Celestron CGX 925 SCT Review: Recommended Scope

The C9.25 XLT Optical Tube

The Celestron CGX 925 SCT package features the Celestron C9.25 XLT optical tube, a 9.25” (235mm) f/10 Schmidt-Cassegrain telescope with a focal length of 2350mm, which can be reduced to 1480mm and f/6.3 with the Celestron f/6.3 focal reducer or to an f/2 470mm system with a Starizona HyperStar kit, the latter configuration being similar to the Celestron 8” RASA. 

The Celestron C9.25 XLT is one of the company’s best-selling Schmidt-Cassegrain telescopes, offering a significant increase in light-gathering and resolution over the 8” SCT, while still being fairly compact and portable. The C9.25’s slightly different optical configuration from the other Celestron SCTs features more weakly curved primary and secondary mirrors, which produce an unusually long tube but reduce the issues of coma and field curvature, while also improving collimation and manufacturing tolerances (essentially by magnifying errors less).

Collimating the C9.25 XLT is fairly easy, and involves adjusting three screws to tip and tilt the secondary mirror. This is a fairly infrequently-required process, and our collimation guide explains more. Focusing the C9.25 XLT, as with all of Celestron’s Schmidt-Cassegrain telescopes, is achieved with a knob at the back of the telescope, which moves the primary mirror and shifts the focal plane dramatically. This design can cause “image shift,” where the view appears to rock back and forth as the focus is adjusted, but newer C9.25 XLTs don’t have much of this problem. However, over long time spans (such as a few hours during a photographic exposure), the mirror can flop on its support and cause blurry stars as the frame either tilts or shifts out of focus. This is a major disadvantage for those who want a no-fuss astrophotography setup; the EdgeHD 9.25 has locks to prevent the problem and, as such, is a better choice for deep-sky astrophotography.

(TO-DO LIST)
1. According to the telescope review, what focal length does the Celestron f/6.3 focal reducer give the C9.25 XLT?
2. Revise the telescope review from "The Celestron C9.25 XLT is" to "magnifying errors less).", swapping "light-gathering" for "light collection".
3. Carry on writing the telescope review from the point where it stops.

(Dataset rows on where objects show up)

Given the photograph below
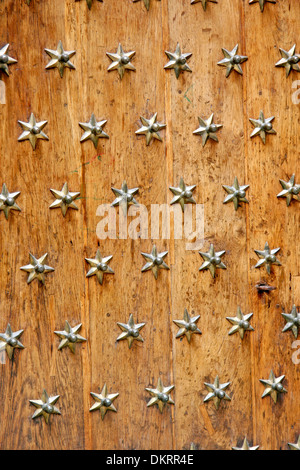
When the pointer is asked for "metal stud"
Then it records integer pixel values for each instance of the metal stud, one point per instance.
(155, 261)
(9, 341)
(121, 61)
(183, 194)
(232, 61)
(104, 401)
(69, 337)
(45, 406)
(131, 331)
(33, 131)
(240, 323)
(60, 59)
(8, 201)
(64, 199)
(160, 395)
(216, 392)
(178, 61)
(212, 260)
(236, 194)
(93, 130)
(290, 190)
(273, 386)
(99, 266)
(150, 128)
(262, 126)
(207, 129)
(187, 326)
(267, 258)
(5, 60)
(37, 268)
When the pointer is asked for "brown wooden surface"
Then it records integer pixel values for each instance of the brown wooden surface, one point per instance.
(40, 310)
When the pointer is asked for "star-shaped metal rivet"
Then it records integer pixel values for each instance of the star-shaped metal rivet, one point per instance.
(290, 190)
(9, 341)
(183, 194)
(261, 3)
(236, 194)
(150, 128)
(121, 61)
(37, 268)
(155, 261)
(216, 392)
(45, 406)
(160, 395)
(104, 401)
(292, 321)
(131, 331)
(8, 201)
(5, 60)
(240, 323)
(289, 60)
(99, 266)
(207, 129)
(60, 59)
(262, 126)
(273, 386)
(232, 61)
(246, 446)
(187, 326)
(93, 130)
(64, 199)
(124, 197)
(69, 337)
(267, 258)
(178, 61)
(212, 260)
(33, 131)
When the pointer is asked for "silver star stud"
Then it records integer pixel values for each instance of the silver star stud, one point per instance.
(150, 128)
(155, 261)
(64, 199)
(236, 194)
(212, 260)
(93, 130)
(187, 326)
(273, 386)
(217, 392)
(45, 406)
(292, 321)
(267, 258)
(99, 266)
(290, 190)
(183, 194)
(125, 197)
(160, 395)
(121, 61)
(178, 61)
(246, 446)
(8, 201)
(37, 268)
(5, 60)
(240, 323)
(232, 61)
(262, 126)
(69, 337)
(207, 129)
(104, 401)
(289, 60)
(60, 59)
(9, 341)
(131, 331)
(33, 131)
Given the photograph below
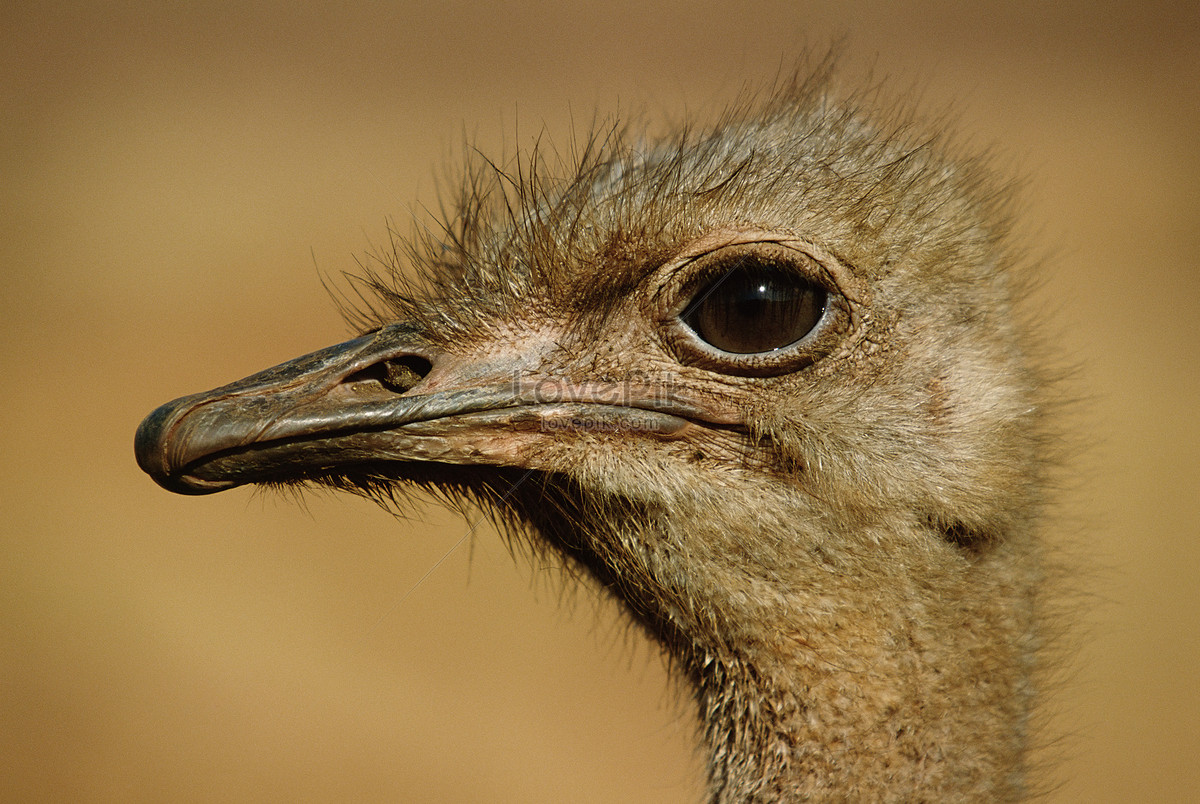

(ANSWERS)
1. 1480mm

2.
The Celestron C9.25 XLT is one of the company’s best-selling Schmidt-Cassegrain telescopes, offering a significant increase in light collection and resolution over the 8” SCT, while still being fairly compact and portable. The C9.25’s slightly different optical configuration from the other Celestron SCTs features more weakly curved primary and secondary mirrors, which produce an unusually long tube but reduce the issues of coma and field curvature, while also improving collimation and manufacturing tolerances (essentially by magnifying errors less).

3.
Accessories such as visual backs, focal reducers, and camera adapters can be attached directly to the SCT threaded port at the back of the C9.25 XLT’s tube. The C9.25 XLT bundled with the CGX 925 package comes with a CGE-style dovetail rail to fit the CGX or any other mount compatible with a CGE or Losmandy D-style plate, along with holes at the top drilled for a second dovetail and a carry handle on the back of the tube for easy transportation.

Accessories

The CGX 925 package includes a 9×50 finderscope, – much better than the 6×30 finder included with the CGEM II 800 SCT, though still not as good as a larger 60mm or 80mm finder. The scope also includes a 2” visual back, a 2” prism star diagonal, and a 23mm focal length, 2” diameter Luminos eyepiece with an 82-degree apparent field of view, yielding 102x and a true field of 0.8 degrees – slightly smaller than the angular diameter of the full Moon – with the C9.25 XLT. You will still want additional eyepieces for the C9.25 XLT, offering higher and lower magnifications for a wider field of view.

The CGX Equatorial Mount

The CGX is Celestron’s premium equatorial mount, designed to be a major improvement over the CGEM II in terms of mechanics, stability, and software features. The CGX has a stated weight capacity of 55 lbs, which means that it can handle up to 27-28 lbs of equipment for imaging purposes. As such, it has plenty of margin for handling long-exposure astrophotography with the C9.25 XLT telescope and f/6.3 reducer or f/2 HyperStar conversion, as well as any additional accessories such as a guide scope, camera, or dew heater. The CGX is a much better choice for dedicated imaging than the CGEM II and competes well with other mounts in its price range, such as the Sky-Watcher EQ8-R or the Losmandy G11. Our review of the CGX goes into further detail about its advantages and drawbacks when used for imaging.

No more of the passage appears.